WRITTEN PROBLEM: Render the entries starting at the line containing "pebble, that would be a great help." and ending at the line containing "507 432 L 498", both lines included, as a two-column CSV with columns instruction and mask: one row per entry, the entry's text in the first quoted field and its answer in the second, with line breaks replaced by spaces. Omit the pictures.

DATASET ENTRIES:
-- BEGIN --

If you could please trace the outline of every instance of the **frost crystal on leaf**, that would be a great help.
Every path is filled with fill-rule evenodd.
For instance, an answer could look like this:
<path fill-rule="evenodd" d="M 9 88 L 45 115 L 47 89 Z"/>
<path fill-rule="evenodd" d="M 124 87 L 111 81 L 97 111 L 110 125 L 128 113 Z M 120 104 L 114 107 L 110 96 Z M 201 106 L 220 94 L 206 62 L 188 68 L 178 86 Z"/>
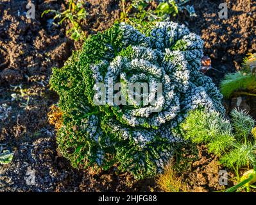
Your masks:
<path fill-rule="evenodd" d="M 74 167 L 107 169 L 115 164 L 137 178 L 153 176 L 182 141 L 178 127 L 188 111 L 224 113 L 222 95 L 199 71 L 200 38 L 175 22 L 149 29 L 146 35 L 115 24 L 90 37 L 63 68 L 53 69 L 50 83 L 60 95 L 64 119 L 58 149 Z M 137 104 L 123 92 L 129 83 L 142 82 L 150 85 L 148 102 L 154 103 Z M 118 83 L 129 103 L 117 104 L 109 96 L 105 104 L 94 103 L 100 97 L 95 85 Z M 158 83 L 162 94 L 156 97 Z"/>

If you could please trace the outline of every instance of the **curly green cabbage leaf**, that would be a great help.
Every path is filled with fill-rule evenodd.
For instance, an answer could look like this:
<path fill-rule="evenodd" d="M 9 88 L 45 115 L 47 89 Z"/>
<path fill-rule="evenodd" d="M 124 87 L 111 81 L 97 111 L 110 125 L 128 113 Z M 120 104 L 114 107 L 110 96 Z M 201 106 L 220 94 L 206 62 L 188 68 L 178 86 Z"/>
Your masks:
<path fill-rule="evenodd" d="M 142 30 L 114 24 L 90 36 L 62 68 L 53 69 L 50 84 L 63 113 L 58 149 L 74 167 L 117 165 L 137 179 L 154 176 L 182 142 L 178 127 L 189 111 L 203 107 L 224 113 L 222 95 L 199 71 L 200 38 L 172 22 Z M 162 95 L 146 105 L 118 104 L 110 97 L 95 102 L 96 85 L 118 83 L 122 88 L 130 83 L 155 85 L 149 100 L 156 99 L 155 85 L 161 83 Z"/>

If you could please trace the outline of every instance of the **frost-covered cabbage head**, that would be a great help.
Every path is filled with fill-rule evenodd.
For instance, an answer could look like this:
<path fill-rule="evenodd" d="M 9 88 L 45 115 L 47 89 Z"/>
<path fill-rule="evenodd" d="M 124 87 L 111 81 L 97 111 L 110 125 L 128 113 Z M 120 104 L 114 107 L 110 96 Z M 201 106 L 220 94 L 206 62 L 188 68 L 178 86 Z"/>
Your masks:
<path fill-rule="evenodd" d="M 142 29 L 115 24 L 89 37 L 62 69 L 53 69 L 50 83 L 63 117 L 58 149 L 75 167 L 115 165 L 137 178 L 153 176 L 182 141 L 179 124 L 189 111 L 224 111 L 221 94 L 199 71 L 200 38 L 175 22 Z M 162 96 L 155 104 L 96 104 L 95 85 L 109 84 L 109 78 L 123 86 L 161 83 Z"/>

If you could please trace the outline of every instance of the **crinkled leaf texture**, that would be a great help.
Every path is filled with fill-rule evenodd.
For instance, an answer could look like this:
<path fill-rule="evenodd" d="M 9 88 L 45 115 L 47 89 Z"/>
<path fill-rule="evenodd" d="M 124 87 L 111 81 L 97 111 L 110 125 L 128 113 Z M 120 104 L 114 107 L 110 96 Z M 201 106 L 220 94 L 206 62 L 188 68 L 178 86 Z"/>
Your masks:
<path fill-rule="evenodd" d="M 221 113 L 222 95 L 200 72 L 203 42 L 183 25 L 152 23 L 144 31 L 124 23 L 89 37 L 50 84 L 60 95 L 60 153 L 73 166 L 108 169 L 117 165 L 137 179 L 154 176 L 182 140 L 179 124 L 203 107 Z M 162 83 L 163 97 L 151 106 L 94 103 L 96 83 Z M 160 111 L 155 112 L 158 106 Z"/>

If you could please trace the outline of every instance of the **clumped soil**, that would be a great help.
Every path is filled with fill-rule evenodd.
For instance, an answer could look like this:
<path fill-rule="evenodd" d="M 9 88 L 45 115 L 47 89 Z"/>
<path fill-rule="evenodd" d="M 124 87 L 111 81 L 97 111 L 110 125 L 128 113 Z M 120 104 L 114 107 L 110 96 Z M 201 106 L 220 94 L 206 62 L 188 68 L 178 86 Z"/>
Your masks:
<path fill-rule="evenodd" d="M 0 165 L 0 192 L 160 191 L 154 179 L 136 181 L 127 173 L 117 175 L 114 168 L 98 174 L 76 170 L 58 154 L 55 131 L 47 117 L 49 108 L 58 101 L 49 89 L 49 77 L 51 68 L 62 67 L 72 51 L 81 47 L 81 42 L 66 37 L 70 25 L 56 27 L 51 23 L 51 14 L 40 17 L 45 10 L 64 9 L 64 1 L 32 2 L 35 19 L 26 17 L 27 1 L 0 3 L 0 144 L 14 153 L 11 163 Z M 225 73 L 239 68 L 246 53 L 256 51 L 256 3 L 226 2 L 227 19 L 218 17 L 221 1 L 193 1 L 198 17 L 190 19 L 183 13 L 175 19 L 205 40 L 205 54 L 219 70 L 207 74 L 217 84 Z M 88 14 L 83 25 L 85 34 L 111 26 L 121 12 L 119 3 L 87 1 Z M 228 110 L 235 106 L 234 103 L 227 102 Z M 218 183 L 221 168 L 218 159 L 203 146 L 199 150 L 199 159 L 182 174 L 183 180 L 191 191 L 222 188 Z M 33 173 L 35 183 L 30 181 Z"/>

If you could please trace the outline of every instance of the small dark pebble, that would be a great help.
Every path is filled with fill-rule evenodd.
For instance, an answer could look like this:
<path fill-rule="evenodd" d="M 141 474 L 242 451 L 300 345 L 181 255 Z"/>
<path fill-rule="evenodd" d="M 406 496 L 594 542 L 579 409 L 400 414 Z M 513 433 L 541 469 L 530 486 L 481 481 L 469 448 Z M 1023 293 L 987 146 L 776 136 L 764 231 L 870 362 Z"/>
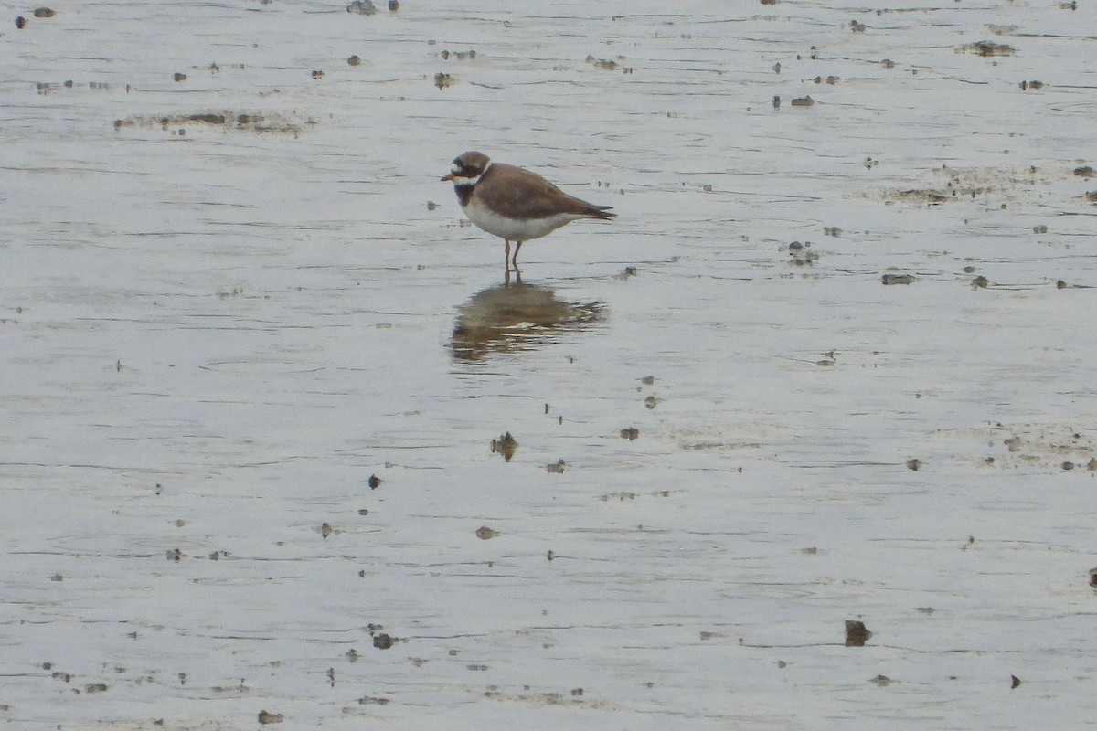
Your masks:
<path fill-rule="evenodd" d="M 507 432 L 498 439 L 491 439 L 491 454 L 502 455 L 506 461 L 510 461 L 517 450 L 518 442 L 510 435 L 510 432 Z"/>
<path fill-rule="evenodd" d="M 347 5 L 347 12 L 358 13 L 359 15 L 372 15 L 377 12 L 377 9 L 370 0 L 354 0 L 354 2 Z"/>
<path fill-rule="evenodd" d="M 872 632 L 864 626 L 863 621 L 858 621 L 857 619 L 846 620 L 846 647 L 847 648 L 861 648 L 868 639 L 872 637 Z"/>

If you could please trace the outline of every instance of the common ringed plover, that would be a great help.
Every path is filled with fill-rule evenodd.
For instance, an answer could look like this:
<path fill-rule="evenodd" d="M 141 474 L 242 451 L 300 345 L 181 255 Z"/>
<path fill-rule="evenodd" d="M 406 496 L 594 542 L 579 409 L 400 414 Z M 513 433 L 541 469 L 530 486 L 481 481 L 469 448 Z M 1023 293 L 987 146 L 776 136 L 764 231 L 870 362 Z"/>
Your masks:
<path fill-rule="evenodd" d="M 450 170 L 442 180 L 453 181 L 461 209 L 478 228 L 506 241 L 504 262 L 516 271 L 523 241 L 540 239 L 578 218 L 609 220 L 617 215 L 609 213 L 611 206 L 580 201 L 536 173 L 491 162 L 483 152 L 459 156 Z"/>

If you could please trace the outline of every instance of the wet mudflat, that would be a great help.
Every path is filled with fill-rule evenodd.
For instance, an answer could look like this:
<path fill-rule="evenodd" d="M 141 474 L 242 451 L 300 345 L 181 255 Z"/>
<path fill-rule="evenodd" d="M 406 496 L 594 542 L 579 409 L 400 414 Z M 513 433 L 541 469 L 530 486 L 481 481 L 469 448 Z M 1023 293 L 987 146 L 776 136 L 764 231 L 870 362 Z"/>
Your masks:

-- END --

REPLY:
instruction,mask
"If you could please trace the outline of every instance of the small dark pebble, that would be a great help. Every path is filled with fill-rule evenodd. For instance, an answer could look like this: <path fill-rule=""evenodd"" d=""M 141 474 L 242 451 L 300 345 L 181 255 Z""/> <path fill-rule=""evenodd"" d=""M 406 496 L 594 542 L 579 409 L 400 414 Z M 513 433 L 541 469 L 530 486 L 481 481 L 469 448 Z M 1023 293 L 987 146 L 776 136 L 764 231 L 870 362 Z""/> Your masks:","<path fill-rule=""evenodd"" d=""M 507 432 L 498 439 L 491 439 L 491 454 L 502 455 L 506 461 L 510 461 L 517 450 L 518 442 L 510 435 L 510 432 Z""/>"